Brief – Write the next part of the article on lightweight, nutritious hiking foods, picking up after its final sentence.

Extract –
When hitting the trail, nutrition is important, but so is the weight of your pack. You need to use as little energy as possible hauling your backpack around, but also need to have the tasty treats within to restore that energy. Even if you are not into that ultralight hiking trend, if you want to keep your pack weight down, give these lightweight, nutrition-packed foods a try.
Trail Mix (GORP+)
Trail mix is a classic, and it is a classic for a reason.
Whether you like to stick to the "Good Ol' Raisins and Peanuts" recipe (GORP) that you mix yourself or buy in bulk from Whole Foods, trail mix is packed with nutrition and fits easily in a small space.
The old GORP recipe is packed full of healthy fat and protein, but you may want to consider mixing in other dried fruit, chocolate, and nuts for an added punch.
Water is important for hiking hydration, but don't let it be the only thing you drink on multi-day hikes.
Milk is a great source of protein, zinc, vitamin B, and calcium that can go a long way toward reloading your bones after a tough day. Leave the gallon in your fridge, though.

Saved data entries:
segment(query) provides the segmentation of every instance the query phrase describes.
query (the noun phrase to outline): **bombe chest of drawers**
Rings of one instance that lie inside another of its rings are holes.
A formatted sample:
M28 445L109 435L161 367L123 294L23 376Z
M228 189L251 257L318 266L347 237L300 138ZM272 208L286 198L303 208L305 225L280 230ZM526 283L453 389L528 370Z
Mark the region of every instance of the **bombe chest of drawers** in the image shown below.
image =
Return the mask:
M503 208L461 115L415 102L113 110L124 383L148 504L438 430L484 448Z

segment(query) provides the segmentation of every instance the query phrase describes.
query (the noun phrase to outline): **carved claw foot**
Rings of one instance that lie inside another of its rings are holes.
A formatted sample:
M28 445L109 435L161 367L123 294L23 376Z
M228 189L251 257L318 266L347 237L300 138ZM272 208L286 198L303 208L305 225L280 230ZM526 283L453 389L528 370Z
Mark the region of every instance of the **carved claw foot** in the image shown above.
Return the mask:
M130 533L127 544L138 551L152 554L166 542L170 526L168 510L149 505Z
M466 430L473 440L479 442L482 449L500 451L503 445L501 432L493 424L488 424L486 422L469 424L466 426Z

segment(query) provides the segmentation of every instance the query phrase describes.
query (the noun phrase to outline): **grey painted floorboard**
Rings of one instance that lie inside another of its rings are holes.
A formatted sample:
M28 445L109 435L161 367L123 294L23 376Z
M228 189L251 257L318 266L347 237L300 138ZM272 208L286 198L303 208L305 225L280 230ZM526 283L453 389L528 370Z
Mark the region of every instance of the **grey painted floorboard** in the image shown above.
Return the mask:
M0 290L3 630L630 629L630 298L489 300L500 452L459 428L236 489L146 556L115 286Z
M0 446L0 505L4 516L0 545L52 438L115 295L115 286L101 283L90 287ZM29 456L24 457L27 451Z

Written response –
Instead, opt toward powdered milk option. Same great vitamins, and not as horrible as some people imagine it.
Salmon / Tuna
Fish are a great source of protein and are packed with omega-3 fatty acids which are traditionally lauded for improving your brainpower.
More importantly for hikers, those same fatty acids help reduce inflammation in your body. This is something that you might have a bit of after some time spent scaling switchbacks!
Tins of tuna are pretty small and light compared to their nutritional value.
While carrying around a whole smoked salmon might make a great meal, stick instead to the vacuum-sealed packs of smoked/cured fish. They are lightweight, no water to drain, and thin so you can wedge them in the smaller spots.
A lot of hikers avoid pasta because you have to cook it. If you are day hiking, then skip it for something you don't need to prepare.
However, for the multi-day hiker, while fats and proteins are good for certain nutritional needs, if you want to restore your energy stores, you need to replace carbohydrates and let them digest.
Pasta makes an excellent end-of-day meal because the energy will be waiting for you in the morning. Consider packing some angel hair (it cooks the fastest, even faster than ramen) and loading it with olive oil and parmesan when cooked. You can also flake some of that aforementioned salmon or tuna in there.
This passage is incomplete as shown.